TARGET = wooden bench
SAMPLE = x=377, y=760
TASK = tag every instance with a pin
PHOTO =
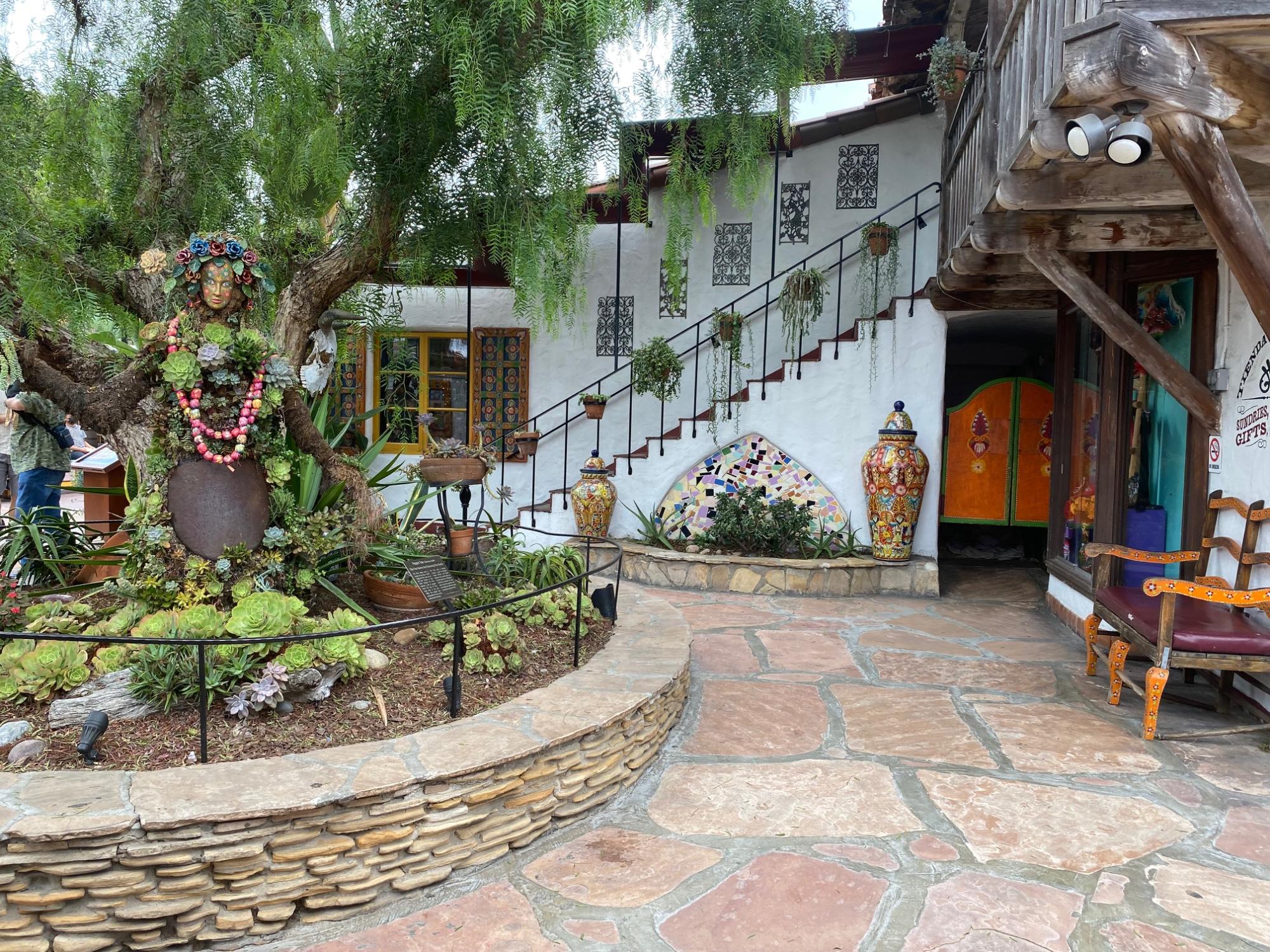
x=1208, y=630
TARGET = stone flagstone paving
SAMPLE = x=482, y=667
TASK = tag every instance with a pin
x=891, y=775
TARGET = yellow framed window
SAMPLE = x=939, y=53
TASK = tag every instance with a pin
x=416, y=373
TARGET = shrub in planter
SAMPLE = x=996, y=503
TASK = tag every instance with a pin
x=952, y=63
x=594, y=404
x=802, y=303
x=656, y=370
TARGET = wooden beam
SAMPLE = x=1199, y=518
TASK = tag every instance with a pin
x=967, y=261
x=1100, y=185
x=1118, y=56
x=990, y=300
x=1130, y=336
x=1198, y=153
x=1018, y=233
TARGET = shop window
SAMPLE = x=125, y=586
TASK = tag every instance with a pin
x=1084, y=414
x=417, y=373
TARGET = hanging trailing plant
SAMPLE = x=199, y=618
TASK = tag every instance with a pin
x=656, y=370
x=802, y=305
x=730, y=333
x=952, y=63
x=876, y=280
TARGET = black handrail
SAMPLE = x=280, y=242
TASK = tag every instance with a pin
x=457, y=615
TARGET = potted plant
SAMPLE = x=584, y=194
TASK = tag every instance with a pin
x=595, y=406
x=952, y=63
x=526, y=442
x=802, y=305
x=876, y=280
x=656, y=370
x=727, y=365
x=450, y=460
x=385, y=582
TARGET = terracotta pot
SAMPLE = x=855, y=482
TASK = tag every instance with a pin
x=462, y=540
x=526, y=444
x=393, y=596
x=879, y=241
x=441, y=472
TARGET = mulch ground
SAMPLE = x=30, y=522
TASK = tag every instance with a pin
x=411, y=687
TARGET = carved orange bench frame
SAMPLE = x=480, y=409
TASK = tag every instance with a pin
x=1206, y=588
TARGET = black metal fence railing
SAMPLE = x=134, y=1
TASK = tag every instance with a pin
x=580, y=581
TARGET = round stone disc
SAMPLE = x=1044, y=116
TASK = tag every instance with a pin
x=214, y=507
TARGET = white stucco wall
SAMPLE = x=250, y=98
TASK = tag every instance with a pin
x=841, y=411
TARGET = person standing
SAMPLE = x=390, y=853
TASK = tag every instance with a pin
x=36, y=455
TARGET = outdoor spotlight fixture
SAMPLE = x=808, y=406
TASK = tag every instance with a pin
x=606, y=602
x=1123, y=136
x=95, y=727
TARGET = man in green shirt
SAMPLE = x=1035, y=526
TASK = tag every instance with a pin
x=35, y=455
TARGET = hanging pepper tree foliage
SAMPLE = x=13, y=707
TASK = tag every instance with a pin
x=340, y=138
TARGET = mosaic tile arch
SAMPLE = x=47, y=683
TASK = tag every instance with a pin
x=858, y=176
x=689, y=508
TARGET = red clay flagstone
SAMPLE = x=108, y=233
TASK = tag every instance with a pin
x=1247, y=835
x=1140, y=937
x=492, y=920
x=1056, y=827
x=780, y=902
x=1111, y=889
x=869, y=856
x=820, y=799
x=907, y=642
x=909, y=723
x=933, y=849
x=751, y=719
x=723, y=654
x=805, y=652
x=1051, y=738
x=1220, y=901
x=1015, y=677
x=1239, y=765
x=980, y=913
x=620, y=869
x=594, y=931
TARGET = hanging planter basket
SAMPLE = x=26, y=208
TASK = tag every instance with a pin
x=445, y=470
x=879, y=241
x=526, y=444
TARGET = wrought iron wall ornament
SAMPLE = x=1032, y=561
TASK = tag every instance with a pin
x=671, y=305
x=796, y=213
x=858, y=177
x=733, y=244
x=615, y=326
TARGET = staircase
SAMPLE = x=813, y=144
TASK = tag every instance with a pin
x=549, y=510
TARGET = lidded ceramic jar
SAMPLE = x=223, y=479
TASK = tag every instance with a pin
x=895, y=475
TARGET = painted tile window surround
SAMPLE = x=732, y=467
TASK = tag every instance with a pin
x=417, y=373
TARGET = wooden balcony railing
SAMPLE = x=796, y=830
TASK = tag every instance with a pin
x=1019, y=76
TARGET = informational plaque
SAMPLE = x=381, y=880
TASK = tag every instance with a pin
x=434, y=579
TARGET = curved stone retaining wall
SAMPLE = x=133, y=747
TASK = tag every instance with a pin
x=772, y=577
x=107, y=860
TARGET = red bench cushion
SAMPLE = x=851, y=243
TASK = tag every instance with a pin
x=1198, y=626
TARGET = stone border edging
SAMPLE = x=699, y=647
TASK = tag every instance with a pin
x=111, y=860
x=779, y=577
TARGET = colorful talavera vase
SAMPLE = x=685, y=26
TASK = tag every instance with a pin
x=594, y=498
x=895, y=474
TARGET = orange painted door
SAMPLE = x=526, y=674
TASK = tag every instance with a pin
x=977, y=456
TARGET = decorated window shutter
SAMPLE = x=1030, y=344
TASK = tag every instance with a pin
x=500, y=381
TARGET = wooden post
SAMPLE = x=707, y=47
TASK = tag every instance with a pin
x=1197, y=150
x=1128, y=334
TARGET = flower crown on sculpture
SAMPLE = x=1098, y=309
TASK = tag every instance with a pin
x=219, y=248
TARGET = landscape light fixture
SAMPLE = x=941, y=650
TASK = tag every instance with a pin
==
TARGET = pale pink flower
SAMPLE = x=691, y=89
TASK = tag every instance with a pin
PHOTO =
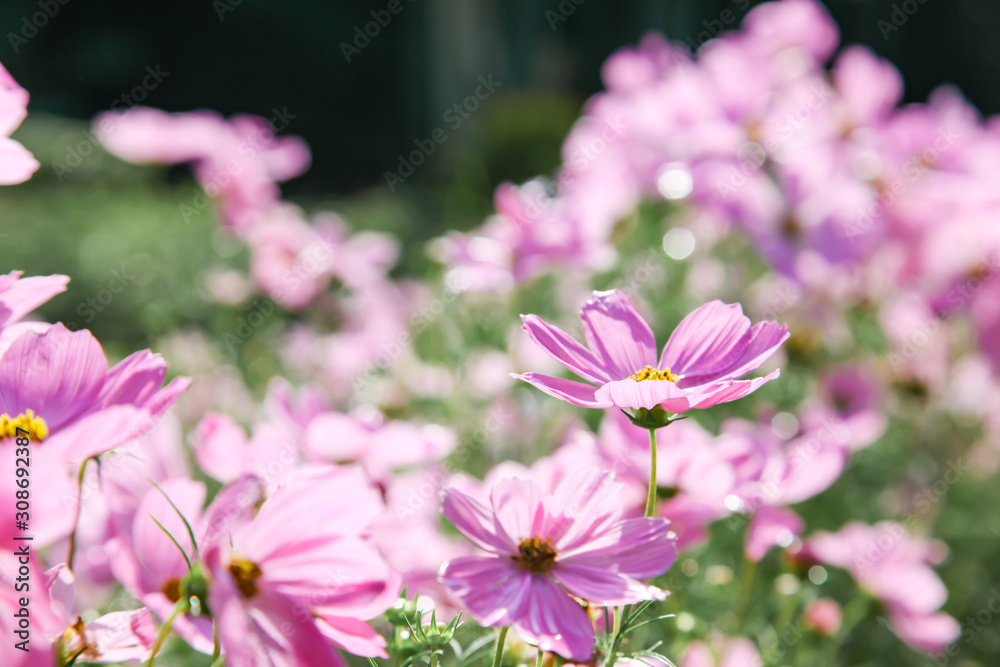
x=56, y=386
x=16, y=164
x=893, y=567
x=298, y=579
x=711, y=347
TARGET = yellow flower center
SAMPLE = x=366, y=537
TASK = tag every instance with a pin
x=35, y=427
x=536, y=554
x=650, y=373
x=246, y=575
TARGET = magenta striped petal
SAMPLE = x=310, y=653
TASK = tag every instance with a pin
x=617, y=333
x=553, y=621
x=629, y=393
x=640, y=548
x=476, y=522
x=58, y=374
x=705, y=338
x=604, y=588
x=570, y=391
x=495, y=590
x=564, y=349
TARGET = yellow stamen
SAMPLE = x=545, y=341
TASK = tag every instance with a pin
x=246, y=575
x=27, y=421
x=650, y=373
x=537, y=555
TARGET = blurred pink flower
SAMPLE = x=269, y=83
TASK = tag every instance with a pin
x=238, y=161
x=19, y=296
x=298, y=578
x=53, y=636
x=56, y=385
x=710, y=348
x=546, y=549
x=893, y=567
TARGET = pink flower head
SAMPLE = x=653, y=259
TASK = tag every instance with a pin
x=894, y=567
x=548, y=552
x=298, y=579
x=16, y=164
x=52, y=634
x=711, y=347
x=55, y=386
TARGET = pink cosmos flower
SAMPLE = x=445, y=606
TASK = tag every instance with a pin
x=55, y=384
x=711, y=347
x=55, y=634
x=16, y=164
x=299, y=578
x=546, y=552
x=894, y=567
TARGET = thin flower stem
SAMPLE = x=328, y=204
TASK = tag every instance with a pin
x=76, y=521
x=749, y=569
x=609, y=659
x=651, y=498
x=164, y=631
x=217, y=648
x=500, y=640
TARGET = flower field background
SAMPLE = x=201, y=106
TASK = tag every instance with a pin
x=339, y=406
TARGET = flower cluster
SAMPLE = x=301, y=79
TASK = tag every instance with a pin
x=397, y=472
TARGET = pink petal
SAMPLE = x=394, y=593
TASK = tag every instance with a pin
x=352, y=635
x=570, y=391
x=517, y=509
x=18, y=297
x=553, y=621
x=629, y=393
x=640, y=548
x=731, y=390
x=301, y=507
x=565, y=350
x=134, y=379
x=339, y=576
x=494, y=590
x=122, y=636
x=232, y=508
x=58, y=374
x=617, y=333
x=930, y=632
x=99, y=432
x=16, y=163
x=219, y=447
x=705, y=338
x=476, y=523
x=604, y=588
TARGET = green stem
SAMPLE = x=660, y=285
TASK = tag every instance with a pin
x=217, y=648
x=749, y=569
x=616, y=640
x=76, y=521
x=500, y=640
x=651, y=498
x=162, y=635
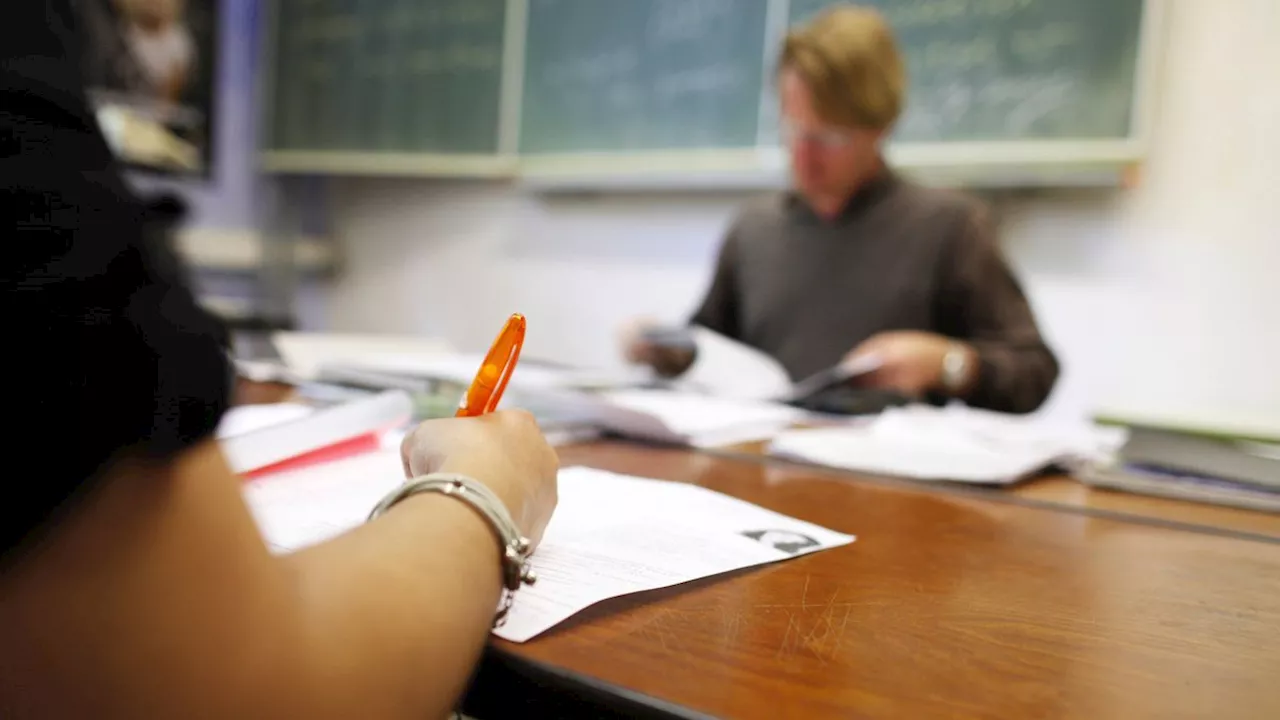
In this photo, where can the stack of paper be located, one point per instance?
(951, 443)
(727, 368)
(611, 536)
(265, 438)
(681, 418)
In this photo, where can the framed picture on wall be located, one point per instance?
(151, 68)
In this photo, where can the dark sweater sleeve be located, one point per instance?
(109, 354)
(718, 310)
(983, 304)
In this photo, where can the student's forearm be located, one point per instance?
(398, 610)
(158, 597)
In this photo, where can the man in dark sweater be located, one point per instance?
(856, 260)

## [Problem requirements]
Take each line above that contains "green" and copy it out.

## [Response to this exercise]
TARGET = man in green shirt
TARGET = green stem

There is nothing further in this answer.